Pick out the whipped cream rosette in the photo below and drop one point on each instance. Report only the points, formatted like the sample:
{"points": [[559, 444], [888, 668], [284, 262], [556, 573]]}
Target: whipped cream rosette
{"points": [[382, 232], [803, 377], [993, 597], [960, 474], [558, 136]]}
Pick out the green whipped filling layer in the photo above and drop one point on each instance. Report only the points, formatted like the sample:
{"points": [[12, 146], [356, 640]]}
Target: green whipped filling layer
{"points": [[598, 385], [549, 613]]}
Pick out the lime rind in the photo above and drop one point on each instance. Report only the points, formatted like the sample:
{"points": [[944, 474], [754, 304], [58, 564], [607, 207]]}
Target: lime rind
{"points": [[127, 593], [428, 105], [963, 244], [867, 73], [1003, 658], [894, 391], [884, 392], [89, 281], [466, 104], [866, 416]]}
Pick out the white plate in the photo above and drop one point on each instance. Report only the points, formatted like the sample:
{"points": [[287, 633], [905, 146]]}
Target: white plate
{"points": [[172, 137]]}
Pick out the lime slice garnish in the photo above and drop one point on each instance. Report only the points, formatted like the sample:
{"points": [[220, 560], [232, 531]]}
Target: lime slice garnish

==

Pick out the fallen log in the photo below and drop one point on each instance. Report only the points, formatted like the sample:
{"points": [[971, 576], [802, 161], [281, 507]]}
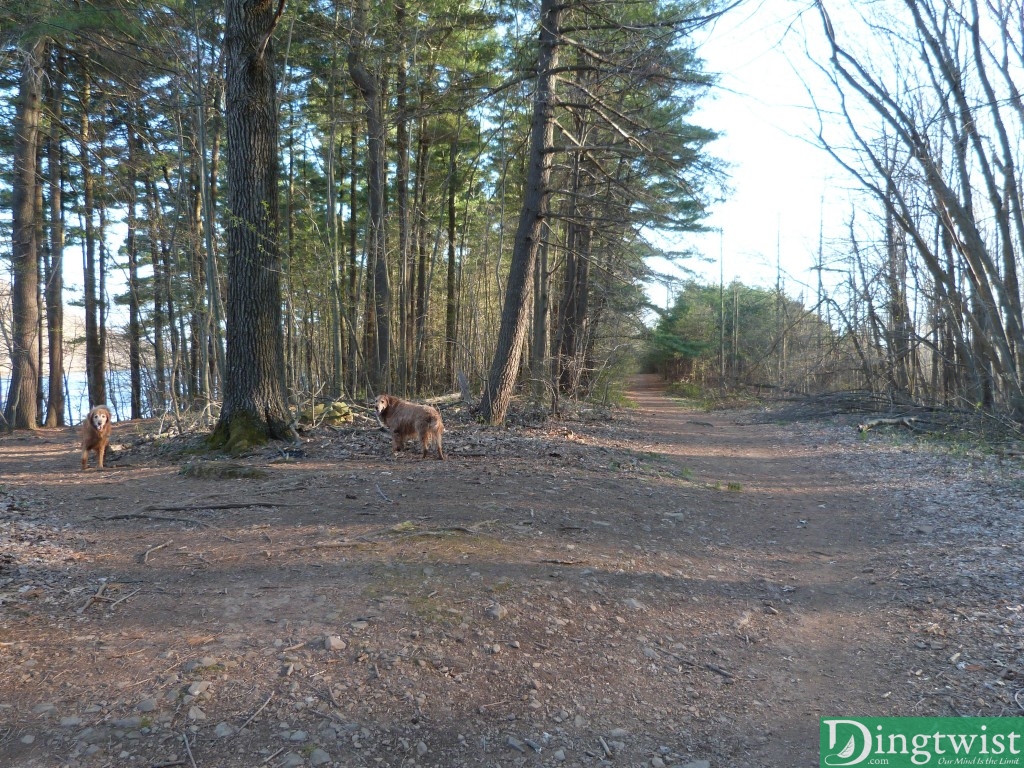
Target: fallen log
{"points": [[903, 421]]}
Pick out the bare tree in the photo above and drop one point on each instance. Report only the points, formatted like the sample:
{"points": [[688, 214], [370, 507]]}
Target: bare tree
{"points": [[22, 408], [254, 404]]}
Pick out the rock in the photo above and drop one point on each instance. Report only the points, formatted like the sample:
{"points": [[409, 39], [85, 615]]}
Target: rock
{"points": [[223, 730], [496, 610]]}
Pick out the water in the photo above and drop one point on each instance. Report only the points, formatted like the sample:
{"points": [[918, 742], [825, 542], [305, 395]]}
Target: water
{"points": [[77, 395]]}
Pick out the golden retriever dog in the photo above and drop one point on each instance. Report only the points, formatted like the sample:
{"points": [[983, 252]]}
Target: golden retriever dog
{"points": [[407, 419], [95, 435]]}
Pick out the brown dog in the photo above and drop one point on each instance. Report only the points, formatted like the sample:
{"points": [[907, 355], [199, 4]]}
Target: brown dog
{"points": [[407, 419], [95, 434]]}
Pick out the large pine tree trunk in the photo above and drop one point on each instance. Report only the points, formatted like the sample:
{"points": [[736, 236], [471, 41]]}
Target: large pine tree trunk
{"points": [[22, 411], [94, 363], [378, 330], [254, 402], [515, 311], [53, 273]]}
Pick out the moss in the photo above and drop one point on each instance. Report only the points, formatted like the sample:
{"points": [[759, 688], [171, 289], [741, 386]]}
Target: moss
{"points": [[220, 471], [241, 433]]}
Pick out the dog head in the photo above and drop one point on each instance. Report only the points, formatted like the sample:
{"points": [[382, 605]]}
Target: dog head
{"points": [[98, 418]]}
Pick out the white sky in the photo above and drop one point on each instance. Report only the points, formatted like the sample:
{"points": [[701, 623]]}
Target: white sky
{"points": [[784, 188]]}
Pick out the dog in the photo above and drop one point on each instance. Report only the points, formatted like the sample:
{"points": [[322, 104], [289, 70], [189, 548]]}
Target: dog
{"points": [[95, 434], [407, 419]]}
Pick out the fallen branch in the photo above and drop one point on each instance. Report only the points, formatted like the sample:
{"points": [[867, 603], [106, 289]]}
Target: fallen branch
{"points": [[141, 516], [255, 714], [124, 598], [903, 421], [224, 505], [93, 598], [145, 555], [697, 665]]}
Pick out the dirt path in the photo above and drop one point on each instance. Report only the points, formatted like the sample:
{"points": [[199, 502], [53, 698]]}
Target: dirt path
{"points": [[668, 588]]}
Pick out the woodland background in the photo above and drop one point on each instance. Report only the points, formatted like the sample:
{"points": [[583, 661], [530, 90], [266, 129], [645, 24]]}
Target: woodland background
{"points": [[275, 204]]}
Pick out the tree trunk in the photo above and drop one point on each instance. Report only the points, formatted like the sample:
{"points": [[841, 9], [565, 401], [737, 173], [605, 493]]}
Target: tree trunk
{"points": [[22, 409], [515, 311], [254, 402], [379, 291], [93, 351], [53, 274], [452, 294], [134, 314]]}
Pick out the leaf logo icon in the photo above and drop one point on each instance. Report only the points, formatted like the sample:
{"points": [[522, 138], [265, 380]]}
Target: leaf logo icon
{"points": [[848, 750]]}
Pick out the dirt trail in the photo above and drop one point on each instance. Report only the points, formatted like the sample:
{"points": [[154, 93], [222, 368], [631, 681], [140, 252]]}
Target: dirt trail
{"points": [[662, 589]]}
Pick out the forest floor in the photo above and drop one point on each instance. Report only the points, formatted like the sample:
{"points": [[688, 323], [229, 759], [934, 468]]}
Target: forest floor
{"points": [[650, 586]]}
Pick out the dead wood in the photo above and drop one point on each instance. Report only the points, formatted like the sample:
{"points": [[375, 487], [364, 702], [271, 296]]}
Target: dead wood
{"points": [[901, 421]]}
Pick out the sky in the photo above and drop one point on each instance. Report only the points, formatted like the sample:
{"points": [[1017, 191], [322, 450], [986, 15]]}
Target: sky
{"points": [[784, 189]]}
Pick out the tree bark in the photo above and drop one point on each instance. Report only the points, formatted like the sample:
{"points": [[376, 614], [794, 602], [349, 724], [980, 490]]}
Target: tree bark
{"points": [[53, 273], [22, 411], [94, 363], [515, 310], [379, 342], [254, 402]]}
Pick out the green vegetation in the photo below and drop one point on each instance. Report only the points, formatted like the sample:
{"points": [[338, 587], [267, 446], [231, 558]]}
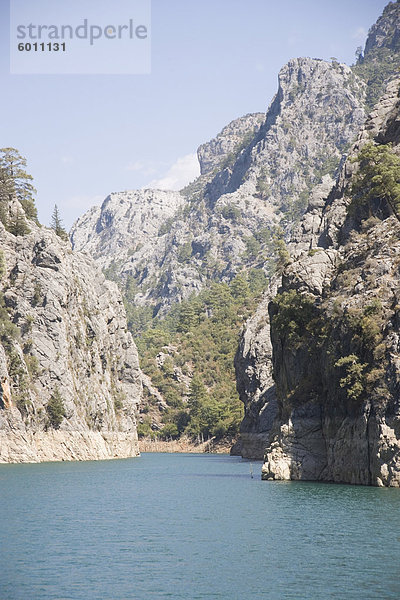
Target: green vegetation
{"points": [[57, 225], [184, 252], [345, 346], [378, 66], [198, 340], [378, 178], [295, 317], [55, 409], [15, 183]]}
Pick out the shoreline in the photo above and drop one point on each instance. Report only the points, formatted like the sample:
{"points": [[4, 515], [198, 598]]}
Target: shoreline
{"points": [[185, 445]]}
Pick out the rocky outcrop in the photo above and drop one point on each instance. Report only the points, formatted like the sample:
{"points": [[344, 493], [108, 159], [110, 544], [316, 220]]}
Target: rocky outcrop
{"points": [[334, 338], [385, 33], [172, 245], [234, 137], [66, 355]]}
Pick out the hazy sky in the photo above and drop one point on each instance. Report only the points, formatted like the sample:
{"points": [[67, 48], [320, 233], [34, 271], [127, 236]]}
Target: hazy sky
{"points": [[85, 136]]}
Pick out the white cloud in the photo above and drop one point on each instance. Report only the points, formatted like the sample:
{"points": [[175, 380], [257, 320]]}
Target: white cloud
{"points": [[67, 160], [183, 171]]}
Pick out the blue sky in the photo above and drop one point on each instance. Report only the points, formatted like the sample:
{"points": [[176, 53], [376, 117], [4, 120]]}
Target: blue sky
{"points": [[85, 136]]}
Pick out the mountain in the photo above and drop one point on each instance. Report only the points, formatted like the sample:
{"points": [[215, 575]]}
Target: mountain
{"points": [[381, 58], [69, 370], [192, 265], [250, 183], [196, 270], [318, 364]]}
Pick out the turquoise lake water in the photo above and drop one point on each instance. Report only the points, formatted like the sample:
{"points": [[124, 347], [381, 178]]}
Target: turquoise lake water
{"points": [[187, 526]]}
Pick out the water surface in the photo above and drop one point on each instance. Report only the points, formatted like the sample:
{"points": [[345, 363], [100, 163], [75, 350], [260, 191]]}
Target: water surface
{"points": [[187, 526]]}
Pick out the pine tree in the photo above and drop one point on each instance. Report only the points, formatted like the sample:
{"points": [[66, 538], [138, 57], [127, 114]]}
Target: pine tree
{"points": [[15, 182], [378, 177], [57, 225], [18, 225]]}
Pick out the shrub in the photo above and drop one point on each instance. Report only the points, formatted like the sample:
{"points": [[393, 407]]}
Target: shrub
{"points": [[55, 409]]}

* [WHAT YOU HAVE TO DO]: Format the lines of material above as a numbered list, starting at the line containing "Pick out the lime slice" and ending at the line containing "Target: lime slice garnish". Leave out any blank lines.

* [EXERCISE RESPONSE]:
1. Pick out the lime slice garnish in the photo above and drop one point on each instance. Report only the points, formatted like the sample:
2. {"points": [[220, 560], [232, 531]]}
3. Target: lime slice garnish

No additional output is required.